Travail à faire
D'après l'extrait sur la directive services, de quelles règles relèvent toujours les services exclus de son champ d'application ?

Extrait de page
>>>>
Dans un récente note sur l’exclusion des services sociaux, la Commission européenne a rappelé que « les services exclus du champ d’application de la directive services continuent, en tout état de cause, de relever de l’application des règles du traité CE, notamment celles de la liberté d’établissement et de la libre prestation des services (article 43 et 49 du traité CE) [l’article 49 correspond à celui du Traité de Lisbonne] ». Tout cela confirme une chose : la concurrence libre et non faussée ne doit pas connaître d’obstacle, ce qui fait dire à la Commission que « les règles ou actes nationaux visant à régir l’offre des services exclus de la directive services restent donc susceptibles de faire l’objet d’une évaluation de leur compatibilité avec le droit communautaire par la Cour de justice, notamment au regard des articles 43 et 49 du traité CE précités ».
<<<<
Données enregistrées
>>>>
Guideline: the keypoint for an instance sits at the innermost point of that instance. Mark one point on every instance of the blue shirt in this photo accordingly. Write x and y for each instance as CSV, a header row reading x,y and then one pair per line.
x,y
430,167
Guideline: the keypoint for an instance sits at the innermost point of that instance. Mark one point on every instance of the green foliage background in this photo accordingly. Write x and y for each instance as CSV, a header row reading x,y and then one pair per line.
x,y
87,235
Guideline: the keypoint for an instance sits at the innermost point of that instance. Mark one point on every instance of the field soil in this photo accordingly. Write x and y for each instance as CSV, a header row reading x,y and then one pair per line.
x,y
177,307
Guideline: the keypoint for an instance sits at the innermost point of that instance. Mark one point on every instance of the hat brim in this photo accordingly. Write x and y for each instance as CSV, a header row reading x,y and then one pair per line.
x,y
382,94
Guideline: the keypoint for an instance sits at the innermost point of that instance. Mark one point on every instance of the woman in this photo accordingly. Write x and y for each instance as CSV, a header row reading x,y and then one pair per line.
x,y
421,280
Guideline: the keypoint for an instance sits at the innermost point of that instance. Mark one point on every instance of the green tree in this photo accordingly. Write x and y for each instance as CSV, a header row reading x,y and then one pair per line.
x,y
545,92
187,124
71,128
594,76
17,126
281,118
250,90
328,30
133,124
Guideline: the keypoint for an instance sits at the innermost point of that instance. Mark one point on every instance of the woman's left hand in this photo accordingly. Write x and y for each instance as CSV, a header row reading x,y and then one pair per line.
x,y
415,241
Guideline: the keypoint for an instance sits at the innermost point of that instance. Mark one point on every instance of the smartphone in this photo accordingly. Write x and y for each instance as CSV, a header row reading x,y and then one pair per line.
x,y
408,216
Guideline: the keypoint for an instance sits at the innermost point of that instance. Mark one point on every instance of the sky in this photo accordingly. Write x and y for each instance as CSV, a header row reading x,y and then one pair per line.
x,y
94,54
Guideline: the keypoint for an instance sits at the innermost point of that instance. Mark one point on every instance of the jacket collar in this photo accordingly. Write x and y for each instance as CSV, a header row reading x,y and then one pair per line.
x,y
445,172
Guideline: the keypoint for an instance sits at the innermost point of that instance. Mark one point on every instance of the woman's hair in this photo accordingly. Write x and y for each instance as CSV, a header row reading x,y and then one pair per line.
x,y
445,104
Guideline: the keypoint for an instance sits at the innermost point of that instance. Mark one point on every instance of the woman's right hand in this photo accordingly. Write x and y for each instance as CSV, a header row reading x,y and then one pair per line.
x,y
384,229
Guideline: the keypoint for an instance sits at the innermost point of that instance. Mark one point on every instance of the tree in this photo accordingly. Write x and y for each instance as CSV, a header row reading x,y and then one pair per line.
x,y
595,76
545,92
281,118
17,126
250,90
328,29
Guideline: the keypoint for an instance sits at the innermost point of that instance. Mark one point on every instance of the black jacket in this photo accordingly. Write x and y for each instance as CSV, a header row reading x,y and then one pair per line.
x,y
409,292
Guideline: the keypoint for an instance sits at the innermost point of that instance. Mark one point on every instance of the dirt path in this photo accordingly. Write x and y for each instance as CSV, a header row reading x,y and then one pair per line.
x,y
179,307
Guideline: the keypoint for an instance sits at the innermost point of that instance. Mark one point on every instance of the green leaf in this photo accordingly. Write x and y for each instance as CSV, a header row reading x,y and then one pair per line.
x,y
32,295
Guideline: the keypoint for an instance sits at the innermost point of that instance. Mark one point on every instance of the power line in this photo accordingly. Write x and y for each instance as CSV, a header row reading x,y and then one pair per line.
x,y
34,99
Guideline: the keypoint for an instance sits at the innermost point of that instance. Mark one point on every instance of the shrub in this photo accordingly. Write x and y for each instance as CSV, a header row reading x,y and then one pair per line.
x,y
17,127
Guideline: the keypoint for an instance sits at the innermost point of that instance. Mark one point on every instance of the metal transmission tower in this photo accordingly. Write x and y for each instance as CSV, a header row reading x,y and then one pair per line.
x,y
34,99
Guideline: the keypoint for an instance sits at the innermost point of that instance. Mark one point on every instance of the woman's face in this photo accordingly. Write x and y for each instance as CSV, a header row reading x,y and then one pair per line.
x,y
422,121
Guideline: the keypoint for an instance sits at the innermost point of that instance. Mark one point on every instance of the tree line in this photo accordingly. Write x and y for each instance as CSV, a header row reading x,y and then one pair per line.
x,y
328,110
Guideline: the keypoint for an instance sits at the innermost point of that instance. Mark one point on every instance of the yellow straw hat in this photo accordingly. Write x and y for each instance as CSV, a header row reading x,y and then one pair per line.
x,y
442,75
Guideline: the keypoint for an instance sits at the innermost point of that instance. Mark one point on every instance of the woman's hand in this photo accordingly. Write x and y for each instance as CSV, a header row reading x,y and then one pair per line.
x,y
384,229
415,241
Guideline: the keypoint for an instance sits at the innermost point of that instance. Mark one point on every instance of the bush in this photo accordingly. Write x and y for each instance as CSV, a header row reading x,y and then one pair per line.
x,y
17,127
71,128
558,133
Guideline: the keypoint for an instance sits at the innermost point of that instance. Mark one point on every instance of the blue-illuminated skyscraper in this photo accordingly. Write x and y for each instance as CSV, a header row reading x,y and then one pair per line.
<<<<
Réponse attendue
Ils relèvent des règles du traité CE, notamment de la liberté d'établissement et de la libre prestation des services (articles 43 et 49).